● **Exercise task**
Rewrite the records below, changing "thickest part" to "widest part" wherever it occurs and leaving everything else the same.

● **Material for the task**
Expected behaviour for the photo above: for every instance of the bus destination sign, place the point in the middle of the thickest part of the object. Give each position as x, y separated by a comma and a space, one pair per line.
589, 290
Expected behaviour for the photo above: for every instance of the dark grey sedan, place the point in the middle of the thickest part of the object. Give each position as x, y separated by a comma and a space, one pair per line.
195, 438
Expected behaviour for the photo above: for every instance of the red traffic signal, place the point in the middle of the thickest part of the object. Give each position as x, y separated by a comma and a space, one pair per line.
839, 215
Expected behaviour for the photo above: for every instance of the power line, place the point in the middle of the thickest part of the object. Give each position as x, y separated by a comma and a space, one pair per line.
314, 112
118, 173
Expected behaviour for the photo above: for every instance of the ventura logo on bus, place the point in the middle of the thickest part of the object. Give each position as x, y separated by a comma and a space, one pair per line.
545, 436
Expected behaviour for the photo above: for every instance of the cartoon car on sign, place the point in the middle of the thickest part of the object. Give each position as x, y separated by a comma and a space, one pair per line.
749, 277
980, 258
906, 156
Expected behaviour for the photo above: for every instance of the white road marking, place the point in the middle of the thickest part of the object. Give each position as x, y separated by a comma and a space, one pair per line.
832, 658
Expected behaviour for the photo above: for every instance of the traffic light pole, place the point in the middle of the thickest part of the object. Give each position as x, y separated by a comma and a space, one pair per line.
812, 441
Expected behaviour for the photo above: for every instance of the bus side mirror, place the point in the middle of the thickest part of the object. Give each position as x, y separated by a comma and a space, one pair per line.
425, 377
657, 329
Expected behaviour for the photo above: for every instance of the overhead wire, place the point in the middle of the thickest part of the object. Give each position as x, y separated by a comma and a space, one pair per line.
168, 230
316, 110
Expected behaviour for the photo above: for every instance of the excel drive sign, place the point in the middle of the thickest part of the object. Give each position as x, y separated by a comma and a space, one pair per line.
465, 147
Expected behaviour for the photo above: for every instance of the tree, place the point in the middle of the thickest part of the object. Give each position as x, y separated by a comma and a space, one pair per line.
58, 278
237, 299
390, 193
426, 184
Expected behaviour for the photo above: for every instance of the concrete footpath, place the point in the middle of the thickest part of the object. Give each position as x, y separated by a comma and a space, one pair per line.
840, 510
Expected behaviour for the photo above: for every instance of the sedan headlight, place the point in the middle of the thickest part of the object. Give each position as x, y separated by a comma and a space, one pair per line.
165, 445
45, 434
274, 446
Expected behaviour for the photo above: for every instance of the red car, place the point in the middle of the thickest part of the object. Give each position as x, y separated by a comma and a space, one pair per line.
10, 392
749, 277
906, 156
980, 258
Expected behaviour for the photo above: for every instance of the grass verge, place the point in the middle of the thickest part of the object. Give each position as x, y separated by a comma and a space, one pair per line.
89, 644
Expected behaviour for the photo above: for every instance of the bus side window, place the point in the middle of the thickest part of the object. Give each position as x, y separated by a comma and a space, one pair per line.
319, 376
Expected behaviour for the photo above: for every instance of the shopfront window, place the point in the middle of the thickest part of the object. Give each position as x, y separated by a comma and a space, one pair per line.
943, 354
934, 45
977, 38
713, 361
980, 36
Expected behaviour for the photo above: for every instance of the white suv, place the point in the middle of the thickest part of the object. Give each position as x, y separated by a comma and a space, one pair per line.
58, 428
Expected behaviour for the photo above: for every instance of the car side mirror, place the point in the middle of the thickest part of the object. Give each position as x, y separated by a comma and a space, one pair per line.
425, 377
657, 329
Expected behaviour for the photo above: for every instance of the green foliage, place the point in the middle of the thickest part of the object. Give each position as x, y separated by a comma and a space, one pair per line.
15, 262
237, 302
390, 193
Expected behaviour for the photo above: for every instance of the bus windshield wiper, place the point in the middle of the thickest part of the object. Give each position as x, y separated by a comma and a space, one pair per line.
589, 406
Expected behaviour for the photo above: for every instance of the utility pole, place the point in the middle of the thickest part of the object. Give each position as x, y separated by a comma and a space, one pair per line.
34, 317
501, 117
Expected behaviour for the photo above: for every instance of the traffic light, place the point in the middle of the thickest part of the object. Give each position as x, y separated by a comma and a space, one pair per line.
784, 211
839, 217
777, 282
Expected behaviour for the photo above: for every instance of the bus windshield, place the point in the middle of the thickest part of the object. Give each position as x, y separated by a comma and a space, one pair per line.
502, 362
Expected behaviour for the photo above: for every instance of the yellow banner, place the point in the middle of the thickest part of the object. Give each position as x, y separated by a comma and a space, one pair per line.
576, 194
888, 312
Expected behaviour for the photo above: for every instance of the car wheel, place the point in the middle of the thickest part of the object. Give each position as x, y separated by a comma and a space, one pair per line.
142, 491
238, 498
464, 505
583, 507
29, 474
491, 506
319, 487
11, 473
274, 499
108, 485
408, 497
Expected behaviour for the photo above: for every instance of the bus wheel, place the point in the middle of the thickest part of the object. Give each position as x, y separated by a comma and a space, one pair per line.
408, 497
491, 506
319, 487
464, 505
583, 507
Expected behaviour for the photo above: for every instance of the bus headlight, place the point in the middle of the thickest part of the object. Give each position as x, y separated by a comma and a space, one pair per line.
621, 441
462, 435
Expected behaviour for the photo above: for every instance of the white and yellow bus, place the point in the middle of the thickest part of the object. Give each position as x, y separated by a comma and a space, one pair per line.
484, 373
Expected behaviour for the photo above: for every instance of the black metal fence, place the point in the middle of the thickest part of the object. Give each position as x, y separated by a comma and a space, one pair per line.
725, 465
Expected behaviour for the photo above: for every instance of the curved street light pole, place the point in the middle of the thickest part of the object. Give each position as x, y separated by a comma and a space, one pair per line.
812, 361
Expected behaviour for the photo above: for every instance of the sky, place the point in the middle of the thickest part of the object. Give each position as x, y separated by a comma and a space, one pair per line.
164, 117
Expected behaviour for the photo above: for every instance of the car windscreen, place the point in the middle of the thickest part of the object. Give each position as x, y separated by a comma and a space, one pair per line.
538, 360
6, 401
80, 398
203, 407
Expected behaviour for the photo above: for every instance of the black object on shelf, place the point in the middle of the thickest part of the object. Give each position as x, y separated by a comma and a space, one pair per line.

● **Complete answer**
Expected behaviour for the photo above: for every instance of the bus destination sign, place the point in the middle of the widest part of the object. Give each position as x, y separated by a comma and a space, one pair per line.
589, 290
Expected behaviour for the photo above: for every instance of the dark grey sedan, place the point in the middle of the widest part of the object. Give each position as x, y separated by a comma and a space, one pair per line.
195, 438
Expected behaviour for the photo above: for every instance of the red traffic signal, place the point in the middle of the widest part of the object. Give each position as x, y separated by a comma and a space, one pair per line.
839, 215
Expected behaviour for the photo above: for every instance of the power line, place the point in the middle of the widest part of the object. Give each position as x, y separated by a comma and a space, one pair per line.
314, 112
118, 173
Expected behaviour for the photo above: for every instance of the ventura logo on bus, place the point in the middle of the widest part of the object. Give each position as x, y separated by a comma and a space, one pair per line.
545, 436
Expected behaviour for the photo above: for every instance of the cartoon car on sign, place the point in the middle of the widest part of the object. Give each position as x, y separated by a comma and a space, one pair per line.
749, 277
980, 258
906, 156
Expected behaviour for the photo above: for every instance of the white road marking, place the point in the middle of the widest part of the object. Give each position as x, y separated by a comma and a space, one pair per line.
832, 658
Expected behaviour for the photo above: for every instance of the traffic light pole, place the point in the middle of the widest part of the object. Give each position as x, y separated by a comma and a space, one pair per line.
812, 441
Expected behaviour for the photo above: for every instance of the bus side mirror, place the point in the middle of the widest part of the object. Give each position as x, y separated by a comma and a space, one pair per line.
425, 377
657, 329
Expected behaviour for the photo above: for every instance of the overhead wire, place the point in the middle of the widest part of the object. Give each position as x, y separated by a comma and a space, one pair per line.
168, 230
316, 110
Expected behaviour for the photo above: for every instance of the excel drive sign, place the point in the middle of the widest part of the object. Give each position as x, y separated by a comma and a space, one pair per line.
465, 147
Expected behaviour for the photo above: for every instance of the tree, place the point in the middle of the widest part of the object. Give each position as x, y separated by a comma and a space, one pair per line.
58, 278
237, 299
390, 193
426, 184
Expected behaviour for the photo above: for every instance of the concrete footpath, place the point in the middle of the widest part of the object. Give each position as x, y separated by a comma and a space, one pair per line.
840, 510
Expected behaviour for the photo above: for every instance of the sedan headlight, place the point in the middle of the widest part of the object. Give each position as x, y separated by a comma and a space, one pair per line.
165, 445
45, 434
274, 446
Expected behaviour for the photo above: for every instance of the red car, place the point in the middle of the widest part of the object. Give each position as x, y separated by a comma and a space, one pair per line.
10, 392
749, 277
906, 156
980, 258
Expected behaviour for the photo above: for every instance of the grass verge, place the point in the middle of the widest part of the object. Give each position as x, y separated by a comma and a space, one pair per line.
89, 644
Expected behaviour for the photo above: for every instance of the bus side window, place the point in the middle of the widest part of the object. Give each position as x, y separated by a comma and a space, one pair per line.
319, 376
Expected behaviour for the photo above: for every instance of the shopfront window, place the point in the middle of the widest part of the object. Give each position as x, y separated by a comma and a space, one pair per line.
943, 354
934, 45
977, 38
713, 361
980, 36
Expected behaviour for the photo above: for every instance of the white suv, place the point in the middle of the widest part of the object. Give each position as x, y separated by a comma and a space, one pair per line.
58, 428
Expected behaviour for the photo above: for every instance of the car side mirror, place the point in the middle of the widest part of the object. Give each position as x, y separated by a comma and a space, one pair per line.
425, 377
657, 329
Expected behaviour for the photo above: for every instance of the green foliage, place the point in the middle of the widest part of the object. Give each position as x, y separated by a comma and a space, one pair per line.
15, 262
237, 302
390, 193
Expected behaviour for the photo above: for every instance of the bus windshield wiper, place the point in the middle of the widest part of the object. Give each position as x, y separated by a comma and a space, one pair per line.
589, 406
Expected behaviour for the photo above: for every instance of the utility pole, place the point in the middle of the widest part of the object. Give each position as x, y separated by a comma and a space, one pair per line.
34, 317
501, 117
Expected behaviour for the photo above: for every instance of the traffic light, place the point in the middle of the widest part of the object. Give each position as x, y separated by a comma and a space, one pair per line.
784, 211
839, 217
777, 282
Expected behaviour for the photo above: for every instance of the bus windshield, place the point in the middle of the widest part of the object. Give each position as x, y separated by a comma and a space, one pair per line.
502, 362
Expected behaviour for the photo above: for every instance of the yellow banner, place the point in the middle of the widest part of the object. Give each position as x, y separated by a comma and a space, one pair per line.
576, 194
888, 312
Expected behaviour for the photo above: for every instance of the car wheel, place the point in the middle of the widest part of the object. Give each position as x, y separated by a comma and a space, one pair per line.
142, 491
238, 498
464, 505
583, 507
29, 474
491, 506
319, 487
11, 473
274, 499
108, 485
408, 497
Expected behaviour for the photo above: for every instance of the bus wheel, place the point in the middle of the widest part of the object. Give each position as x, y separated by a comma and a space, one pair per line.
408, 497
491, 506
319, 487
464, 505
583, 507
Expected behaviour for the photo above: for every instance of the bus headlight, place the point in the middle of the widest part of the object. Give each position as x, y separated by a comma and a space, one pair per line.
621, 441
462, 435
Expected behaviour for the photo above: for every instance of the white and yellow bus, place the point in the middle of the widest part of the object. Give each position as x, y separated by a comma and a space, one pair per line.
484, 373
Expected behaviour for the photo above: for every instance of the black metal fence, place the point in the middle of the widest part of the object. Give each position as x, y separated by a comma and a space, one pair per line.
725, 465
Expected behaviour for the photo above: for every instance of the curved street light pole, place the point in the middle of the widest part of the object. Give each position as x, y separated by a comma and a space, one pair per line.
812, 361
Expected behaviour for the photo above: for every instance of the sky, place the point in the middle of the widest part of the object. Give each position as x, y separated by a comma and a space, one pair per line.
164, 117
Expected behaviour for the photo above: for every instance of the car windscreen, place the point in the middle of the widest part of the object. Give each position as x, y separated by a comma and a space, one pair per line.
538, 360
6, 401
80, 398
203, 407
Expected behaviour for the photo above: for every instance of the black object on shelf, place the point in the middle of the widest part of the object. Give each position as x, y separated by a comma and a space, one pair per line.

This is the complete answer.